Challenge:
Copy out the records from the line containing "In the photo below, where can the propeller" through the line containing "point(12, 77)", both included, exactly as they appear.
•••
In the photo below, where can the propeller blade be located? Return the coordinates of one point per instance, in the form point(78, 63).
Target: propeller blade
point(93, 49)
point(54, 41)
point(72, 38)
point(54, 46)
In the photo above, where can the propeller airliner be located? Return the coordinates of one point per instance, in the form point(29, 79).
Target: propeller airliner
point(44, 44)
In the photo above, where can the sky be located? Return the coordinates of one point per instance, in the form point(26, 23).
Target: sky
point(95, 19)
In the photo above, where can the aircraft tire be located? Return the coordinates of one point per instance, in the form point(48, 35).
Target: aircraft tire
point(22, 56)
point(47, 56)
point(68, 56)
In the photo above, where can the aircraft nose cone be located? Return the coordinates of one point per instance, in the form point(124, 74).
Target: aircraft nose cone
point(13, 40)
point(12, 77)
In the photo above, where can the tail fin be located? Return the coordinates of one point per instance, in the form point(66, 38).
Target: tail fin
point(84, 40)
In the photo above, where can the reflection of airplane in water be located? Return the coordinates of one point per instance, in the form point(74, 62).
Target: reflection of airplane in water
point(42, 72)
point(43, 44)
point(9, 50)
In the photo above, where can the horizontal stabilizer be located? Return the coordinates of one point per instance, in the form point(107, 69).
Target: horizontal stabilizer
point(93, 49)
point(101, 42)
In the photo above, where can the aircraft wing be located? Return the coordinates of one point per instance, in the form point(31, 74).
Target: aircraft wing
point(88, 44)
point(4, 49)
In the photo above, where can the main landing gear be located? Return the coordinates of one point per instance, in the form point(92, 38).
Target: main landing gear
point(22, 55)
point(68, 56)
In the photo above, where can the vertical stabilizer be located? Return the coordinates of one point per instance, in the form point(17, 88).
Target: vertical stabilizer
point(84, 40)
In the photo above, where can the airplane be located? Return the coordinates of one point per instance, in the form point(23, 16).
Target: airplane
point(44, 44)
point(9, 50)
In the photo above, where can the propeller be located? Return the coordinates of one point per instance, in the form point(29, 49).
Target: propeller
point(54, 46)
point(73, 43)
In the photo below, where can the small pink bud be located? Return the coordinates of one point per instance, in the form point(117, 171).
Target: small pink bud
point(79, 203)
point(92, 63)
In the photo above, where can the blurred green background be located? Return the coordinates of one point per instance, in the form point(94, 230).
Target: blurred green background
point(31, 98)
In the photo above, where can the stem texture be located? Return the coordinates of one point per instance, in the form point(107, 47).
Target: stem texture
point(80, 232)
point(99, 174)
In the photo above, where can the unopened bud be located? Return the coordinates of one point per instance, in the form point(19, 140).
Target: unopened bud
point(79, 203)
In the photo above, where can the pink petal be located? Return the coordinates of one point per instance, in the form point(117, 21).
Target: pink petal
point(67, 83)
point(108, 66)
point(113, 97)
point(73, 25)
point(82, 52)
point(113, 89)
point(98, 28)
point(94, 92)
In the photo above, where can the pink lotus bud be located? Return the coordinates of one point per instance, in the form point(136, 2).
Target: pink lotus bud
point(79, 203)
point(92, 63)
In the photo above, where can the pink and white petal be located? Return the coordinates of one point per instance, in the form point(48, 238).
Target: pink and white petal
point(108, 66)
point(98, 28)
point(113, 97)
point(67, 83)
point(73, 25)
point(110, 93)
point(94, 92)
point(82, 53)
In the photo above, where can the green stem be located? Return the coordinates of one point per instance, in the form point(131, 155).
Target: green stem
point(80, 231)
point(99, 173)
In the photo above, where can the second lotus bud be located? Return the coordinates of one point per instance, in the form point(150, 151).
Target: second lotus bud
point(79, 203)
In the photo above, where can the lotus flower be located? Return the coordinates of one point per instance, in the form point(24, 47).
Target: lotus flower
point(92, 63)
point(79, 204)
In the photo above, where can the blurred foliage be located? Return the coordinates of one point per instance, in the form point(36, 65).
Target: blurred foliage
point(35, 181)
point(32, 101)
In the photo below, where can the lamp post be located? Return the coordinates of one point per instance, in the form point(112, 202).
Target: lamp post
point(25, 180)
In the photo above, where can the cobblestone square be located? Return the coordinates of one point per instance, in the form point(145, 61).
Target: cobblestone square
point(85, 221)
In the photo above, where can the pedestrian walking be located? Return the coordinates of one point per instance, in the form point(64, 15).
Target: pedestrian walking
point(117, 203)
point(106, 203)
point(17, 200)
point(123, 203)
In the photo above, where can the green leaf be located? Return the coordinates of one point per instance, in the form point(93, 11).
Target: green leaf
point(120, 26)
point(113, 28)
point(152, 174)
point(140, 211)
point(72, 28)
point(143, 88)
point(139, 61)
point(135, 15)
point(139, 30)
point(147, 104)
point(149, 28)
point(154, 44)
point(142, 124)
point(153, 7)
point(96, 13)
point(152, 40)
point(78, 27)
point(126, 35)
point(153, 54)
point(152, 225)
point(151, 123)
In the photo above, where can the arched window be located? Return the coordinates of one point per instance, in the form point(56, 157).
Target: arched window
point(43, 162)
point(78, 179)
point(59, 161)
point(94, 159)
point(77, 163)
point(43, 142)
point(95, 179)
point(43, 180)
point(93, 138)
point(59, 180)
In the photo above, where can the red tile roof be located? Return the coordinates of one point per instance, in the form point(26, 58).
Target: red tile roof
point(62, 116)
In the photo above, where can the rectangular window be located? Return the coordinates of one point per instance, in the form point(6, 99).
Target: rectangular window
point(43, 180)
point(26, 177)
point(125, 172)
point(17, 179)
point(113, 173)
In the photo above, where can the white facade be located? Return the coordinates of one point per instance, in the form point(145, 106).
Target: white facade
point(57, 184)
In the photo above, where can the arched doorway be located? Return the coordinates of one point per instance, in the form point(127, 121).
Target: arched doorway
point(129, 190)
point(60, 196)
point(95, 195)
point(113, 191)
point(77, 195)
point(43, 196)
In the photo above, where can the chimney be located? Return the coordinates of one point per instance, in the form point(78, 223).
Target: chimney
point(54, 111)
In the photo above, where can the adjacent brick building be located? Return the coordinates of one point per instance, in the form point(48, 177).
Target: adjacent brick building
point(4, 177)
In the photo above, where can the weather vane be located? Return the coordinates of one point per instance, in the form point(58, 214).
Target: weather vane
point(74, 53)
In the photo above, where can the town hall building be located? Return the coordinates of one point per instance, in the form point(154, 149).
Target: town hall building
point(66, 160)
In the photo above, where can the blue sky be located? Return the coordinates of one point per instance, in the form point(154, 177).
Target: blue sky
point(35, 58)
•••
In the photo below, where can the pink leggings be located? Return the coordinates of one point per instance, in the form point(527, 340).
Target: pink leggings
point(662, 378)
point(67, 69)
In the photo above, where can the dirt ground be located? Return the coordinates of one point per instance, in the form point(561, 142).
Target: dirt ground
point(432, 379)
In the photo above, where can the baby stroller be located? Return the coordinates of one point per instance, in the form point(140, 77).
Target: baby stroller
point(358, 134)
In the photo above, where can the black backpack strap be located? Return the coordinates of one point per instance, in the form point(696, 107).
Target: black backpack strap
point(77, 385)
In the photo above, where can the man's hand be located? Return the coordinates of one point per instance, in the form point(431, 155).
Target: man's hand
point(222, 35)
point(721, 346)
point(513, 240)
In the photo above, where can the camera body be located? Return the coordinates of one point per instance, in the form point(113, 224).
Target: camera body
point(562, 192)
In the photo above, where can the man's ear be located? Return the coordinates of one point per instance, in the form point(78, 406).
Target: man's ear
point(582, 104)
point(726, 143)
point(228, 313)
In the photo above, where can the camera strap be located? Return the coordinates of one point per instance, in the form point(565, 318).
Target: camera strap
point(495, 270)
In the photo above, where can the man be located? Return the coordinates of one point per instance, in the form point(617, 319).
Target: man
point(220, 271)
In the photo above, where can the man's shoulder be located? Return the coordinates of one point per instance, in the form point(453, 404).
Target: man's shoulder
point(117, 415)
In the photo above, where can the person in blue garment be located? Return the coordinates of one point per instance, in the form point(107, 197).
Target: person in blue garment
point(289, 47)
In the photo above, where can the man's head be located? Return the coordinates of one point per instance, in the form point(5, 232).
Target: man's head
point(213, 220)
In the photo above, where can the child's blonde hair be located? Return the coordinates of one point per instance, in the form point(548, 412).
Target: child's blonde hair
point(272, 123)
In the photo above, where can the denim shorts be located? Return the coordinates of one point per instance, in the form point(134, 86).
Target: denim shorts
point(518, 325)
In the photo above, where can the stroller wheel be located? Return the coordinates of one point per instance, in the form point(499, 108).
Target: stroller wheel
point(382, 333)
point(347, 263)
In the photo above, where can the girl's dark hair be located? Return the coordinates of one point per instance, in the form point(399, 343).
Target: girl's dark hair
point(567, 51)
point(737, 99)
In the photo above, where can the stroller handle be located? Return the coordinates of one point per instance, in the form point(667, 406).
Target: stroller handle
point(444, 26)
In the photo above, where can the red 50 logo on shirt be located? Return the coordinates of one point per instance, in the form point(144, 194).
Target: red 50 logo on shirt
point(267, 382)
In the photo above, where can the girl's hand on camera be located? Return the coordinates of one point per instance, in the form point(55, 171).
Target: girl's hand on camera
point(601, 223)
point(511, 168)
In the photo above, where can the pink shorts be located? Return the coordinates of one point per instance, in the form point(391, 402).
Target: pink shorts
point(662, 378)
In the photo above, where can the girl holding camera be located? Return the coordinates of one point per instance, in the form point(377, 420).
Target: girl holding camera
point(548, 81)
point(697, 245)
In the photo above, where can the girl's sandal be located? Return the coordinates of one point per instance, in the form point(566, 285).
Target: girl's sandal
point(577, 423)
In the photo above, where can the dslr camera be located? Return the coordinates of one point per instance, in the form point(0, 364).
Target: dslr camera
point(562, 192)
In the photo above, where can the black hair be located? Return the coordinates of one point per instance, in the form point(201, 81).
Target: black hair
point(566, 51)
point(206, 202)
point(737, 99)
•••
Full answer:
In the photo below, where can the propeller blade be located? Return the coordinates of one point per instance, in the form point(78, 63).
Target: propeller blade
point(93, 49)
point(54, 41)
point(72, 38)
point(54, 46)
In the photo above, where can the propeller airliner be located? Return the coordinates of one point per instance, in the form point(29, 79).
Target: propeller airliner
point(44, 44)
In the photo above, where can the sky be located? Return the coordinates of one point per instance, in the form point(26, 23).
Target: sky
point(95, 19)
In the photo above, where can the aircraft tire be located? Return the coordinates of one point per instance, in the form point(48, 35).
Target: aircraft tire
point(22, 56)
point(47, 56)
point(68, 56)
In the photo above, where can the aircraft nose cone be located? Return the coordinates of one point per instance, in the form point(124, 74).
Target: aircraft nose cone
point(13, 40)
point(12, 77)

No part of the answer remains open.